▸ SUPPLIED DATA:
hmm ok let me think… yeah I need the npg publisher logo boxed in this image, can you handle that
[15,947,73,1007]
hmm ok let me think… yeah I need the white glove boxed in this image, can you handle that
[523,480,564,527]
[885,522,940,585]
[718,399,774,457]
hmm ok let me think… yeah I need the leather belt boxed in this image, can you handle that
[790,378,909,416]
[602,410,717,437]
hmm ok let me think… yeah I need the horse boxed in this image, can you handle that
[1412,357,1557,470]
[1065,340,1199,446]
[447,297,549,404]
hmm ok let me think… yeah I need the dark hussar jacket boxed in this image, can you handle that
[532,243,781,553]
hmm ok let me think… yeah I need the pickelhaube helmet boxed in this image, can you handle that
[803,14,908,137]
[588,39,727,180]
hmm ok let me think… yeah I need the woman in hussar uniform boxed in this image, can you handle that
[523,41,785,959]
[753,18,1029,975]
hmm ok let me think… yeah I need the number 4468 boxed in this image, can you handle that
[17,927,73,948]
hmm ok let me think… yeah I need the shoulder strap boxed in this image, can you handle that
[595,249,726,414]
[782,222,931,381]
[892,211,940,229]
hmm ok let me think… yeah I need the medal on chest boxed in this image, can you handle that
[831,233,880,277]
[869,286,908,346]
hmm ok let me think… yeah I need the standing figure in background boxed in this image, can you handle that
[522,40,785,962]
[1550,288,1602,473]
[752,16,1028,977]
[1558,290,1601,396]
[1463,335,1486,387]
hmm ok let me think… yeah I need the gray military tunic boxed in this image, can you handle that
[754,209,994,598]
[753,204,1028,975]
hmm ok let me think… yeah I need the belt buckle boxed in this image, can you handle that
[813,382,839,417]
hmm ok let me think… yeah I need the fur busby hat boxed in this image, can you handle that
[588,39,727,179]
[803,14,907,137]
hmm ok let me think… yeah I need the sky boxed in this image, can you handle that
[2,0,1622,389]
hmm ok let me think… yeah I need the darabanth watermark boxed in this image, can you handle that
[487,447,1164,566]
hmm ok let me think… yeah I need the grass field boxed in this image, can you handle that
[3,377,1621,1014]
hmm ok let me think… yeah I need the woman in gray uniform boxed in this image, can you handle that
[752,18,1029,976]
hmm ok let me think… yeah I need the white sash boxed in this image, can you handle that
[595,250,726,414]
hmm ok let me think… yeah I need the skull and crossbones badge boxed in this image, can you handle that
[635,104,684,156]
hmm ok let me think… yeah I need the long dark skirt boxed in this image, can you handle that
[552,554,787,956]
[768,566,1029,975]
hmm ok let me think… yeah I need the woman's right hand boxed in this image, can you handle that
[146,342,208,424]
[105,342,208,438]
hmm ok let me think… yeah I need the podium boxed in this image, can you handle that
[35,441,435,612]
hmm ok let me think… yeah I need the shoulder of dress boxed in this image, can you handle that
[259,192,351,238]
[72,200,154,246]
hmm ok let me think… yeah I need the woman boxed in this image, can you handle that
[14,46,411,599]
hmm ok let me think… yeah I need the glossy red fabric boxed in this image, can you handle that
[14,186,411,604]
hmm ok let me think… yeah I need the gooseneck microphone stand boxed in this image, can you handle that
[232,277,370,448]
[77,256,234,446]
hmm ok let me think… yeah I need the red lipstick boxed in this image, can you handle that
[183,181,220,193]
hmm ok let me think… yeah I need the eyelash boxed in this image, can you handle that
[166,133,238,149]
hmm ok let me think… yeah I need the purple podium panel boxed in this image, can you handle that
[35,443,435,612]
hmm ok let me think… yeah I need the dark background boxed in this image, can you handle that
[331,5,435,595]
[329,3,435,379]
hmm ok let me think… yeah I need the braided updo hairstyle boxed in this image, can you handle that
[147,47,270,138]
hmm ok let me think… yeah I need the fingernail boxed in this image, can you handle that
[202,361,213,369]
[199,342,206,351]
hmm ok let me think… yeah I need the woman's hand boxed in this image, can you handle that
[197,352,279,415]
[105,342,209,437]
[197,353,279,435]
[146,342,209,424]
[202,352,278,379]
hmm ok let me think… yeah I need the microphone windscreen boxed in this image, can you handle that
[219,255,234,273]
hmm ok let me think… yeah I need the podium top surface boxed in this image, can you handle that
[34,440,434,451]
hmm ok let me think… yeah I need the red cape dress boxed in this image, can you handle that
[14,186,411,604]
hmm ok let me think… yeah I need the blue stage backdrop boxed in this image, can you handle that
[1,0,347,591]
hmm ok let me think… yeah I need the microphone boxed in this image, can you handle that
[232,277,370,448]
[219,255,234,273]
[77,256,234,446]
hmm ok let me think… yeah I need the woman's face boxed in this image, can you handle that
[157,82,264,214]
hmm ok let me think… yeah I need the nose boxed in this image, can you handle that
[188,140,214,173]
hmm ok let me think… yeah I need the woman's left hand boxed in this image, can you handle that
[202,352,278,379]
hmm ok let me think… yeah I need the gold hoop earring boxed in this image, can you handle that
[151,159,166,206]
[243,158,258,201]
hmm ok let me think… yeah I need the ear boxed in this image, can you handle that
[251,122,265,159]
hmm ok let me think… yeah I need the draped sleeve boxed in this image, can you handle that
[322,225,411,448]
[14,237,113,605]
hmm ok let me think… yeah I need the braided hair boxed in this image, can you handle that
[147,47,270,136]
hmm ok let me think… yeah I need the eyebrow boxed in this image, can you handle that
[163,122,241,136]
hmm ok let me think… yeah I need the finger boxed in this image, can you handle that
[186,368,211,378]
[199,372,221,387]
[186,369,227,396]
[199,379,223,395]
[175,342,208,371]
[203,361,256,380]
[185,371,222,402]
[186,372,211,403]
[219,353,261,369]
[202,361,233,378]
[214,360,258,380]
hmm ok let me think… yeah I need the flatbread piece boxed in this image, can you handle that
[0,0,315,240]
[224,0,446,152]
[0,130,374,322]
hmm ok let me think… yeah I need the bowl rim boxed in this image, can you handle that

▸ WHAT YOU NEED TO DO:
Copy every line of the records word for word.

▸ THE ANSWER:
hmm ok let me think… yeah I need the npg publisher logo boxed in this image, can you handle that
[15,947,73,1007]
hmm ok let me think… yeah I need the white glove boxed in this image, can you handle that
[523,480,564,527]
[885,522,940,585]
[718,399,774,457]
hmm ok let me think… yeah I need the leather belt boxed in this image, can you handle that
[790,378,909,416]
[602,410,717,437]
hmm ok let me think… yeah I need the horse boxed in this image, can you handle that
[1412,357,1557,470]
[1065,340,1199,446]
[447,297,549,404]
hmm ok let me think… yeah I need the dark hussar jacket boxed in this image, can you handle that
[532,243,781,553]
hmm ok let me think… yeah I need the pickelhaube helmet boxed in this image, can you handle that
[803,14,908,137]
[588,39,727,180]
hmm ok let me think… yeah I need the woman in hussar uniform boxed in this image, can you handle that
[523,41,785,959]
[753,18,1029,975]
hmm ok let me think… yeah I need the number 4468 boxed in this image, can you handle that
[17,927,73,948]
hmm ok let me think… yeah I need the shoulder strap boxed in this image, can you handle that
[595,249,726,414]
[782,222,931,381]
[892,211,940,229]
hmm ok let me think… yeah I need the medal on chest boxed in this image, can you handle that
[831,233,880,277]
[869,286,908,346]
hmm ok let me think… yeah I need the standing figure in background boxed in this image, can you handle that
[522,40,785,962]
[1550,288,1602,473]
[752,16,1028,977]
[1558,290,1601,396]
[1463,335,1486,387]
hmm ok let me think… yeah I need the gray military tunic boxed in this image, can you handle that
[754,209,994,598]
[753,204,1028,975]
hmm ok let me think… yeah I need the belt buckle boxed in this image, can you handle that
[813,382,839,417]
hmm ok let me think… yeah I need the fur busby hat boxed in this image, can you handle that
[588,39,727,179]
[803,14,907,137]
hmm ok let me think… yeah I need the sky boxed in this image, can you handle that
[2,0,1622,389]
hmm ok let me think… yeah I need the darabanth watermark boxed in this image, can you handle that
[487,447,1164,566]
hmm ok let me think… yeah I need the grass field boxed in this image, can you handle that
[3,377,1621,1014]
hmm ok let me think… yeah I need the woman in gray uniform boxed in this image, can you handle that
[752,18,1029,976]
hmm ok let me think… yeah I need the white sash boxed in this image, can you handle that
[595,250,726,414]
hmm ok let me think… yeah I need the skull and crossbones badge boxed in this image, can you handle that
[635,104,684,156]
hmm ok let me think… yeah I need the long dark skirt boxed in this image, can you handle that
[552,554,787,956]
[768,566,1029,975]
hmm ok let me think… yeah I need the woman's right hand boxed in this image, can you handle that
[146,342,208,424]
[105,342,208,438]
hmm ok let me think… yeah I need the podium boxed in this image, can you handle that
[35,441,435,612]
hmm ok let me think… yeah I need the shoulder of dress boxed in this image, can you handle that
[259,192,351,238]
[72,200,154,246]
hmm ok let me think… yeah I need the woman boxed in this image, can you handle that
[14,46,411,599]
hmm ok let me think… yeah I need the glossy red fabric boxed in this image, can you handle that
[14,186,411,604]
hmm ok let me think… yeah I need the gooseneck microphone stand boxed in this image, can you handle that
[232,277,370,448]
[77,256,234,446]
hmm ok let me think… yeah I need the red lipstick boxed in this image, can you handle that
[183,181,220,193]
hmm ok let me think… yeah I need the eyelash boxed in this image, can you handle that
[166,133,238,149]
hmm ok let me think… yeah I need the purple podium panel boxed in this image, can you handle that
[35,443,435,612]
hmm ok let me think… yeah I need the dark background boxed in this image, can you handle that
[331,5,435,595]
[329,3,435,379]
hmm ok let me think… yeah I need the braided updo hairstyle boxed in this image, can you handle that
[147,47,270,138]
hmm ok let me think… yeah I need the fingernail boxed in this image, can you handle that
[202,361,213,369]
[199,342,206,351]
hmm ok let me think… yeah I need the woman's hand boxed in this image, can you handle that
[197,352,279,415]
[105,342,209,437]
[197,353,279,435]
[146,342,209,424]
[202,352,278,379]
hmm ok let me think… yeah I need the microphone windscreen boxed in this image, can you handle that
[219,255,234,273]
hmm ok let me think… yeah I need the podium top surface boxed in this image, can you handle that
[34,440,434,451]
hmm ok let me think… yeah I need the red cape dress boxed in this image, can you handle that
[14,186,411,604]
hmm ok let me think… yeah I need the blue stage backdrop boxed in this image, can you handle that
[1,0,347,591]
hmm ok let me think… yeah I need the microphone boxed in this image, can you handle that
[232,277,370,448]
[219,255,234,273]
[77,256,234,446]
hmm ok let me think… yeah I need the woman's face boxed in this image, can you handle that
[157,82,264,214]
hmm ok let me think… yeah I need the nose boxed in this image, can you handle that
[188,140,214,173]
hmm ok let me think… yeah I need the woman's left hand boxed in this image, can you handle that
[202,352,278,379]
hmm ok let me think… yeah I need the gold hoop earring boxed in this image, can you handle that
[151,159,166,206]
[243,158,258,201]
hmm ok let me think… yeah I need the ear boxed in this image, can you handle that
[251,122,265,159]
hmm ok let me think… yeah I need the draped sleeve boxed in this image, can you handle that
[322,225,411,448]
[14,237,113,605]
hmm ok let me think… yeah I need the braided hair boxed in this image, can you handle that
[147,47,270,136]
hmm ok let me think… yeah I need the eyebrow boxed in this image, can you handle that
[163,122,241,136]
hmm ok let me think… yeah I need the finger boxed in this image, can you handle that
[186,368,211,378]
[199,372,221,387]
[186,369,227,396]
[199,379,223,395]
[175,342,208,371]
[203,361,256,380]
[185,371,222,402]
[186,372,211,403]
[219,353,261,369]
[202,361,233,378]
[214,360,258,380]
hmm ok let me think… yeah I need the flatbread piece boxed in this image, can you handle that
[0,0,315,240]
[224,0,446,152]
[0,130,374,322]
hmm ok let me think… yeah I need the bowl rim boxed in this image, can you handle that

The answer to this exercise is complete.